<<<<

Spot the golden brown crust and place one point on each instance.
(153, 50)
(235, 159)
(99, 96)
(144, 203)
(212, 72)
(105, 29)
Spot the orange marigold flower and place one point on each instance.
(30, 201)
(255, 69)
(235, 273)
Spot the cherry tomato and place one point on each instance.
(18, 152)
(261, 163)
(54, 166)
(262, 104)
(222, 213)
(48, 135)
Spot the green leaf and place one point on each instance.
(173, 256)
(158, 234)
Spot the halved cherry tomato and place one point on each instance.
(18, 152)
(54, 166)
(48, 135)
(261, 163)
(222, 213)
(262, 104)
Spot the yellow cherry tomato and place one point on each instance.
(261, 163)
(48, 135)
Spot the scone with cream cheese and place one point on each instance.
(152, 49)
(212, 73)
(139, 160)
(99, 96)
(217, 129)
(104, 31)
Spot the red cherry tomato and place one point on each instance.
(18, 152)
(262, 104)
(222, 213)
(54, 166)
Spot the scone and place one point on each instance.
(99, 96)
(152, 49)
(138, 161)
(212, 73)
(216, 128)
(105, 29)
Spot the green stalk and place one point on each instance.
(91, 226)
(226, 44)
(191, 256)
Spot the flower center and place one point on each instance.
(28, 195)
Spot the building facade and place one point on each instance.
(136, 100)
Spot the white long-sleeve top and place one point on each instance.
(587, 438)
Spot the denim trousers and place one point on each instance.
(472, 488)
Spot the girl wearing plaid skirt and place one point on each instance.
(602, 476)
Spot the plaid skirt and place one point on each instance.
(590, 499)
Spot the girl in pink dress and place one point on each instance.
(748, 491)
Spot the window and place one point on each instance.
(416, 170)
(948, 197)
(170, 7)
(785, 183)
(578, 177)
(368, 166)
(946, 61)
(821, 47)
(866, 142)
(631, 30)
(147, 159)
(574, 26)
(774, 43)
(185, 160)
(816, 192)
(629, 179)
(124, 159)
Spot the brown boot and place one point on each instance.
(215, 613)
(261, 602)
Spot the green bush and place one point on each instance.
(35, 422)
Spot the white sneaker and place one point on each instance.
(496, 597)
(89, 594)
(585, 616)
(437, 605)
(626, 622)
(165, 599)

>>>>

Copy every entry above word for word, in the same order.

Spot the golden brown crust and place one point on each instance.
(153, 50)
(235, 159)
(99, 96)
(144, 203)
(212, 72)
(105, 29)
Spot the orange marigold flower and place one point on each instance.
(30, 201)
(255, 69)
(235, 273)
Spot the cherry tomato and place one point on each instance.
(18, 152)
(261, 163)
(54, 166)
(262, 104)
(222, 213)
(48, 135)
Spot the green leaf and place one point on each instance.
(173, 256)
(158, 234)
Spot the halved cherry tomato and place one point on each instance.
(18, 152)
(54, 166)
(48, 135)
(261, 163)
(222, 213)
(262, 104)
Spot the yellow cherry tomato and place one point on each instance.
(261, 163)
(48, 135)
Spot the scone with cream cheese and place one point on each instance.
(152, 49)
(212, 73)
(139, 160)
(99, 96)
(217, 129)
(104, 31)
Spot the red cherry tomato and place one point on each instance.
(18, 152)
(262, 104)
(222, 213)
(54, 166)
Spot the scone and place one point on each instance.
(99, 96)
(152, 49)
(138, 161)
(212, 73)
(216, 128)
(105, 29)
Spot the green stalk and place one point on each instance.
(91, 226)
(226, 44)
(191, 256)
Spot the flower center and place one point on each instance.
(28, 195)
Spot the building facade and place one point on each instance.
(136, 100)
Spot the white long-sleeve top and place one point on each instance.
(587, 438)
Spot the denim trousers and place one point on each instance.
(472, 488)
Spot the girl wearing plaid skirt and place one point on each instance.
(602, 476)
Spot the plaid skirt and place one point on each instance.
(590, 499)
Spot the girl in pink dress and place one point on each instance.
(748, 491)
Spot the window and place one point on each instance.
(416, 170)
(948, 197)
(170, 7)
(785, 183)
(578, 177)
(368, 166)
(946, 61)
(821, 47)
(866, 142)
(631, 30)
(147, 159)
(574, 26)
(774, 43)
(185, 160)
(816, 192)
(629, 179)
(124, 159)
Spot the brown boot and place one point on each instance.
(215, 613)
(261, 602)
Spot the green bush and place one point on each instance.
(35, 422)
Spot the white sneaker and place one point on each instance.
(496, 597)
(89, 594)
(585, 616)
(437, 605)
(626, 622)
(165, 599)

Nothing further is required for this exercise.